== REQUIREMENT 1 ==
Print the passage of the baseball steroids post from "A lot has happened" up to and including "as today's post.)", word for word.

== PAGE EXCERPT ==
A lot has happened since I created the first post below. (As I mentioned, being new to blogging I lost the first post... which is why the date is the same as today's post.)

MLB has decided that it is going to investigate the use of steroids in baseball's past. Bud Selig chose the easy way out. With the greatest record in sport on the ropes he chose to look back in history to see what he might see. Investigate? What are they going to investigate that they couldn't discover in spending a few hours reading "Game of Shadows" and checking a few sources? Then what do they do? Are they going to go back and rewrite history? Are they going to make Bonds's 73 home runs disappear? How about McGuire's 70? Or Sosa's 66? They can't. They are already in the books. (Only this morning it came out that a grand jury is going to look into whether or not Bonds lied under oath. How bad is it that an arm of government not known for expeditiousness can act more quickly than baseball? Pathetic!)

There is really no way to rewrite history. It simply can't be done. Where do you stop? Juiced pitchers? Corked bats? Segregation? Pine tar? Trying to rewrite history would open some Orwellian Pandora's box that would do nothing but cause confusion and chaos and fundamentally diminish baseball.

== REQUIREMENT 2 ==
Output the lines of the records from the line with "of the forest" up to and including the line with "[[178, 385], [938, 295]]", reproducing them verbatim and nothing more.

== RECORDS TO PROCESS ==

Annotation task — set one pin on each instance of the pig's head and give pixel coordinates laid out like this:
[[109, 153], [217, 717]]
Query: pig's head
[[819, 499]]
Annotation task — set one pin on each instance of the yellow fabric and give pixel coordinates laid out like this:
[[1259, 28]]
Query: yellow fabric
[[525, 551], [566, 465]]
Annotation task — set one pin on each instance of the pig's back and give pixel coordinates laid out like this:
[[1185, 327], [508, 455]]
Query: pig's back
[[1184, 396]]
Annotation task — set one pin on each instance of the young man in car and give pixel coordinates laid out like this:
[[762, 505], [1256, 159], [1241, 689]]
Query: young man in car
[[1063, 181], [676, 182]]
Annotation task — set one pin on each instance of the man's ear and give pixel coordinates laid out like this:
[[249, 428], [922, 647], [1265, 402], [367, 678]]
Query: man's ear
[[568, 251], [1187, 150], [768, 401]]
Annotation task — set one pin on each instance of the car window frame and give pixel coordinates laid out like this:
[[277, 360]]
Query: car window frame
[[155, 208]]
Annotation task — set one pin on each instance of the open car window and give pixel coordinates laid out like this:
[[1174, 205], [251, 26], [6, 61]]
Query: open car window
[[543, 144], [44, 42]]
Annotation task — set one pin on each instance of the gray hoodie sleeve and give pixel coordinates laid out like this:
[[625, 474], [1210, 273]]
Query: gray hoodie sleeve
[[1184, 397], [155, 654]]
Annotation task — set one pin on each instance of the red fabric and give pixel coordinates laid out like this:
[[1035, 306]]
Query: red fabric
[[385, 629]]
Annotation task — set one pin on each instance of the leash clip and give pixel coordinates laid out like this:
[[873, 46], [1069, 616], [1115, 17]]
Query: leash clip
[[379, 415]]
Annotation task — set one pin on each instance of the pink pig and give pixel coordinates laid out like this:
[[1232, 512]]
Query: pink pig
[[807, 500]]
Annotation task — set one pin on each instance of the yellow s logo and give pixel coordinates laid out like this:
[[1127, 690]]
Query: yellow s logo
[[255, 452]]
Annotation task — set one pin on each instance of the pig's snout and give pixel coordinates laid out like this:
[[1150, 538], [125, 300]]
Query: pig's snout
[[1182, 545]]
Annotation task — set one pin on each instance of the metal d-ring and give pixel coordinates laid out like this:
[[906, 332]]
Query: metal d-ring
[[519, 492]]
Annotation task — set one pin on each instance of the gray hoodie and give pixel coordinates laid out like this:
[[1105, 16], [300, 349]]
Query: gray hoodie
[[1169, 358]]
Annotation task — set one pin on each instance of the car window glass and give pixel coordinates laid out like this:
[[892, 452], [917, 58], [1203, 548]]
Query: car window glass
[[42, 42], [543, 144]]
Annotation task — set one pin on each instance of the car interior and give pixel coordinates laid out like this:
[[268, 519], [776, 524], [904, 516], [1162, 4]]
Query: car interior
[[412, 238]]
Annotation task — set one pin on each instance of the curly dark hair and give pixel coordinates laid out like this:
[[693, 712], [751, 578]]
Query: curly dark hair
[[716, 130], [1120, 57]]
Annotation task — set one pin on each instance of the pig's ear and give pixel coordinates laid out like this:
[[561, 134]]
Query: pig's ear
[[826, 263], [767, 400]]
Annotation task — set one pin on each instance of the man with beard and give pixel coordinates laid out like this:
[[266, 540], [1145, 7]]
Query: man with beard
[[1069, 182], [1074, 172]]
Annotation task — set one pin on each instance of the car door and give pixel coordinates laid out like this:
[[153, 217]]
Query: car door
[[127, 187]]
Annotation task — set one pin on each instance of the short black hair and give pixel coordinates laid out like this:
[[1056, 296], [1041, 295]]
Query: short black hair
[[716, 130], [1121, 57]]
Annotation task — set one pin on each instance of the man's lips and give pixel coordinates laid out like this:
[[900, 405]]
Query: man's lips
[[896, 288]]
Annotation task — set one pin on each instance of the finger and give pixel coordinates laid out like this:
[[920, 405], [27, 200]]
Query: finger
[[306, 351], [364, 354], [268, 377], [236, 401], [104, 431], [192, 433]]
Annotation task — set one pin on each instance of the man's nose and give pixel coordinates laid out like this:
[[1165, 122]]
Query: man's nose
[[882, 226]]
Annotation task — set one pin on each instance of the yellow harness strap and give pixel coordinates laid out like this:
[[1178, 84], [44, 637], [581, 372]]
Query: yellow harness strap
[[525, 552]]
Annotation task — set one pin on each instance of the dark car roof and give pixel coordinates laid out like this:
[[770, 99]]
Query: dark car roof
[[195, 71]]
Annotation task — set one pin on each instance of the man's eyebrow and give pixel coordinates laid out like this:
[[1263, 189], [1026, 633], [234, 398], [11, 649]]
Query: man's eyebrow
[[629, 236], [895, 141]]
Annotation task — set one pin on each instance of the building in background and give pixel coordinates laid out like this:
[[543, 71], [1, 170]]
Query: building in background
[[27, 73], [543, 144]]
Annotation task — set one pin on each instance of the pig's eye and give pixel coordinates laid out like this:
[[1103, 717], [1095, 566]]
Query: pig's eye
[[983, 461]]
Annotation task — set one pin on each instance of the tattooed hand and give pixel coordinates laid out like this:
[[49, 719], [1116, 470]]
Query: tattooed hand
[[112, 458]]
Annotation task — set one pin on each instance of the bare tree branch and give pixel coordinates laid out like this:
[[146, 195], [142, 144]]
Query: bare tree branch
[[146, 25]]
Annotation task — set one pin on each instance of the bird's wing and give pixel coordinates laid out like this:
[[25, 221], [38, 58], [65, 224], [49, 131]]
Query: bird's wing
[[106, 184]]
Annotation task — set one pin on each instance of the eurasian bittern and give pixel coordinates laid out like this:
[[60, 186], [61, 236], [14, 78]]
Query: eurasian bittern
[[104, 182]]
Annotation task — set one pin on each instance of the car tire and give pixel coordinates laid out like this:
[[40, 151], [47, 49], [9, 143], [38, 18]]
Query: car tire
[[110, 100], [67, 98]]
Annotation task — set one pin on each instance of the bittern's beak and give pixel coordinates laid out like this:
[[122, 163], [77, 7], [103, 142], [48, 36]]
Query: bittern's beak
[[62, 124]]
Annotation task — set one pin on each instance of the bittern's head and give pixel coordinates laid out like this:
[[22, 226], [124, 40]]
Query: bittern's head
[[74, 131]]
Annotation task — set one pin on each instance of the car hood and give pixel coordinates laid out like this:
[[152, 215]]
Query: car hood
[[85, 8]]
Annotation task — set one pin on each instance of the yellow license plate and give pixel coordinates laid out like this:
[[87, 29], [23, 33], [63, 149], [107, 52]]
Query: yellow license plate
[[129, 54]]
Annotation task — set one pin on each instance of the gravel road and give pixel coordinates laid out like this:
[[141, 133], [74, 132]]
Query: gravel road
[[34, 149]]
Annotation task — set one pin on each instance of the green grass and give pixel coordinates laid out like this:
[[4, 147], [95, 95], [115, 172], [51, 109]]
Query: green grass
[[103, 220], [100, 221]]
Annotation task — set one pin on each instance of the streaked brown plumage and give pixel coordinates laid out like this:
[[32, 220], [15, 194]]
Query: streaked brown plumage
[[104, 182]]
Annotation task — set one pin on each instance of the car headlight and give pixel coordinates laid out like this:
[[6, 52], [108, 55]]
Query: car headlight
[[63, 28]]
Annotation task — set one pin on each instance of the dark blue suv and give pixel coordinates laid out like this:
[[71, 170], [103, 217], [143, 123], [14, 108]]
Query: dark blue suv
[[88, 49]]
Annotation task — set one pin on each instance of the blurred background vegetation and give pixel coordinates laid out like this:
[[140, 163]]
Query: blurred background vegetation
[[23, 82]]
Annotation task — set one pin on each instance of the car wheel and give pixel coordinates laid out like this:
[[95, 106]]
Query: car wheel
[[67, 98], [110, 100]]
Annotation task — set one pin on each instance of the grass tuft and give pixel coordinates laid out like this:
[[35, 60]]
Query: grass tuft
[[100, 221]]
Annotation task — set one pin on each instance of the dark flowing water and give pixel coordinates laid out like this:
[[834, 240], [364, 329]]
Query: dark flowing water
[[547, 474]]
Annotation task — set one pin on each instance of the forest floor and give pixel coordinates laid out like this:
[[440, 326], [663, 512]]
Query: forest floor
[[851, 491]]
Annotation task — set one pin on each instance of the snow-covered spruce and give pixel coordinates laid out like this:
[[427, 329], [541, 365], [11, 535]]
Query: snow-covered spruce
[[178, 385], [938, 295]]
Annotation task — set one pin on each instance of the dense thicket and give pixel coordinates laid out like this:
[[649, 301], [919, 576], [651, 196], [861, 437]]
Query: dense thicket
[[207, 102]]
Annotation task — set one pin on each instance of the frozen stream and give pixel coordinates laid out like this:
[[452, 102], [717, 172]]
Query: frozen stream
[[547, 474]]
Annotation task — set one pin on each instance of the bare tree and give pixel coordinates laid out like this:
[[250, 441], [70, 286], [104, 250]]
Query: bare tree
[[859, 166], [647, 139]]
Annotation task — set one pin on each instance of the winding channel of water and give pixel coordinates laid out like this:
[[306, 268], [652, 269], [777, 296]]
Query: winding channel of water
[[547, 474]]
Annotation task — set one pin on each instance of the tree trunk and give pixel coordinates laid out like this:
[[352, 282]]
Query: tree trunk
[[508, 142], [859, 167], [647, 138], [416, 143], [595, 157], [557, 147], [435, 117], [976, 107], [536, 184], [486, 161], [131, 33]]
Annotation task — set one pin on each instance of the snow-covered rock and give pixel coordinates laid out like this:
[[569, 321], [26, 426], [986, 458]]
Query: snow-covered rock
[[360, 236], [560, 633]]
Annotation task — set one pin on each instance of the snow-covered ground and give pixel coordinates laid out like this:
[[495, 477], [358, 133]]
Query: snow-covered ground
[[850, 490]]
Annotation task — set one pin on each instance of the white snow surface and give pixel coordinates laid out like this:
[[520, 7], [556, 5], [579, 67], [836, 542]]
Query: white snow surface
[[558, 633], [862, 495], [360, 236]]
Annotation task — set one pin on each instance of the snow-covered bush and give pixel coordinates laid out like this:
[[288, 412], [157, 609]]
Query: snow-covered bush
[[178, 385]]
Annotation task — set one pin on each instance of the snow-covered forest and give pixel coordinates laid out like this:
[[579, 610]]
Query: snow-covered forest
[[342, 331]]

== EXERCISE RESULT 1 ==
A lot has happened since I created the first post below. (As I mentioned, being new to blogging I lost the first post... which is why the date is the same as today's post.)

== EXERCISE RESULT 2 ==
Annotation task — set one pin on each instance of the forest floor and give pixel coordinates laid out like this:
[[440, 326], [663, 512]]
Query: forest floor
[[851, 491]]
Annotation task — set one pin on each instance of the snow-covered spruce and give pixel coordinates laid out like this:
[[427, 329], [541, 365], [11, 535]]
Query: snow-covered spruce
[[178, 385], [938, 295]]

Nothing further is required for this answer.